(Stored records)
········
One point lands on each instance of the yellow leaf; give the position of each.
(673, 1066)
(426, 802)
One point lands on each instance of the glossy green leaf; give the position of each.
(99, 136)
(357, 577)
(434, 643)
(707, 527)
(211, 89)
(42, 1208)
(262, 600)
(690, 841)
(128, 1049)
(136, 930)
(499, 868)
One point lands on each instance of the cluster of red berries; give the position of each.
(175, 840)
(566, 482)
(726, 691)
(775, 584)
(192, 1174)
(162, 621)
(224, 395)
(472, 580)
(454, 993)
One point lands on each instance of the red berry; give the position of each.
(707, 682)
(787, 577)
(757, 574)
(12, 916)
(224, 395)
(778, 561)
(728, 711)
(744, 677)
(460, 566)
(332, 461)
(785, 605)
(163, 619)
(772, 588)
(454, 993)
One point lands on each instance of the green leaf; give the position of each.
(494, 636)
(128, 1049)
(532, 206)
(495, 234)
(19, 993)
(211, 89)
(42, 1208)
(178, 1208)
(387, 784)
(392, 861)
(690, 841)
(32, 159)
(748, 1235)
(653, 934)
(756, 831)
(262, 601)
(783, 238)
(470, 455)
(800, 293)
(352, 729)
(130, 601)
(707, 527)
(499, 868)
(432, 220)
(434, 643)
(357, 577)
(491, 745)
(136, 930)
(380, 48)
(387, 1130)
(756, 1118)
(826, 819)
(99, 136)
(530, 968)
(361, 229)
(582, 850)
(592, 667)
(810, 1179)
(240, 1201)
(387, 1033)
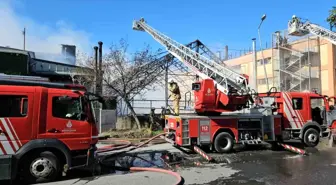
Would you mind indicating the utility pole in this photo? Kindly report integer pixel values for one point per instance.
(24, 38)
(255, 65)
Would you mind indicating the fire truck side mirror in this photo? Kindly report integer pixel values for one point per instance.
(196, 86)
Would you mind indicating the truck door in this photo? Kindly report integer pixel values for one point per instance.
(16, 112)
(66, 122)
(317, 106)
(296, 109)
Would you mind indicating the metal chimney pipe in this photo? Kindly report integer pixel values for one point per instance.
(100, 73)
(255, 64)
(226, 52)
(96, 67)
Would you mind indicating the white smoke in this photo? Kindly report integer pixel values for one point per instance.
(39, 37)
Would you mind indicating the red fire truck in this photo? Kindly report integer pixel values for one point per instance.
(279, 117)
(223, 97)
(45, 129)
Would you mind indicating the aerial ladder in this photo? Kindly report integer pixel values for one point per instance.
(234, 92)
(227, 80)
(296, 27)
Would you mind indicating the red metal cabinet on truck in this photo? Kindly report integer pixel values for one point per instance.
(45, 128)
(189, 130)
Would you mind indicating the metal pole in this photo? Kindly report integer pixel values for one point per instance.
(255, 64)
(309, 67)
(96, 67)
(279, 60)
(24, 38)
(100, 72)
(166, 84)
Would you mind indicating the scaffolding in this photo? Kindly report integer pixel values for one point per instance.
(295, 62)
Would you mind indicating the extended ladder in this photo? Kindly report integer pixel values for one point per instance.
(303, 28)
(205, 68)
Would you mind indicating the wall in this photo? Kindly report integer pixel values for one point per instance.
(323, 65)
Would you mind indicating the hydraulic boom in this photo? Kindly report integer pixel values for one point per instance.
(227, 80)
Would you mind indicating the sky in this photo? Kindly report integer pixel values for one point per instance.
(83, 23)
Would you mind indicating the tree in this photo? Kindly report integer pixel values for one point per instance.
(332, 18)
(84, 74)
(126, 74)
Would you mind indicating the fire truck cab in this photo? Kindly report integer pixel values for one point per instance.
(45, 129)
(277, 117)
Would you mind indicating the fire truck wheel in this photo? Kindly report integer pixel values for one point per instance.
(223, 142)
(41, 167)
(311, 137)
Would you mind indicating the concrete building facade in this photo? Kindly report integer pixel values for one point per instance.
(292, 64)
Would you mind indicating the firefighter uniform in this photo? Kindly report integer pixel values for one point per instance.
(175, 95)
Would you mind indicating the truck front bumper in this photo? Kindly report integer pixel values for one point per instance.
(6, 162)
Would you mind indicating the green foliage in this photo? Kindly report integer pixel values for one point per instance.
(332, 18)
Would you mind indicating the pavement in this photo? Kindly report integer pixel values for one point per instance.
(253, 167)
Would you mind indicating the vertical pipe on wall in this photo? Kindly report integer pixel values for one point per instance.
(96, 68)
(100, 72)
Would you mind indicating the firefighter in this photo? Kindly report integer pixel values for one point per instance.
(295, 20)
(175, 95)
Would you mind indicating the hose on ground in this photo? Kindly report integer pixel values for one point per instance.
(127, 144)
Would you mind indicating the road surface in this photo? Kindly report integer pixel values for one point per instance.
(248, 167)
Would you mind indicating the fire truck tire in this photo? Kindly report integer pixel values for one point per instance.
(311, 137)
(223, 142)
(41, 167)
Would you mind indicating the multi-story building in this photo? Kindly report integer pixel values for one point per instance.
(292, 64)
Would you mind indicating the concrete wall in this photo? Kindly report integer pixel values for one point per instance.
(322, 57)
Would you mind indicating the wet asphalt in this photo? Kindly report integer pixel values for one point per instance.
(281, 167)
(252, 167)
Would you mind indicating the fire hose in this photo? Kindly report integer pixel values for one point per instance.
(127, 144)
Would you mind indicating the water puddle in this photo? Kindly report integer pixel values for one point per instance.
(163, 160)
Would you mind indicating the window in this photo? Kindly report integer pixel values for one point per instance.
(297, 103)
(266, 60)
(70, 108)
(13, 106)
(263, 81)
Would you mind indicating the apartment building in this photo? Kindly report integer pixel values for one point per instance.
(292, 64)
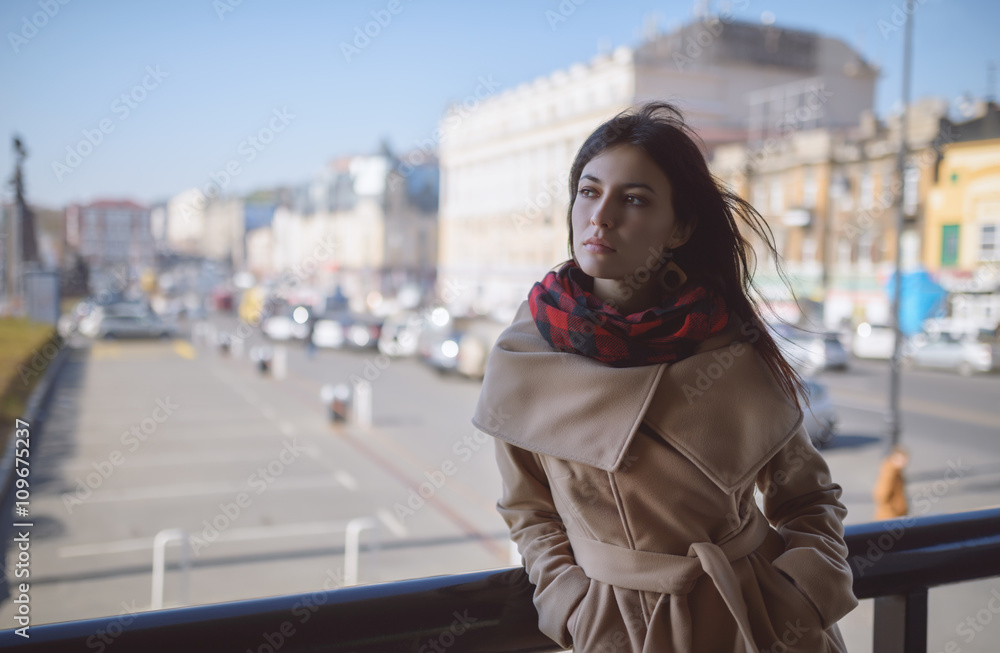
········
* _Problem_:
Extract every line of the data above that contains the word "give", and treat uppercase and lowercase as different when matching.

* _Response_:
One point lands on each instance of the yellow leaf; give the position of each.
One point lands on each instance of the glossy green leaf; give the position of each.
One point lands on each instance of the cluster of red berries; give the position of each.
One point lands on each instance of the red berry; give the position of each.
One point lands on each instance of the green leaf; give the position of each.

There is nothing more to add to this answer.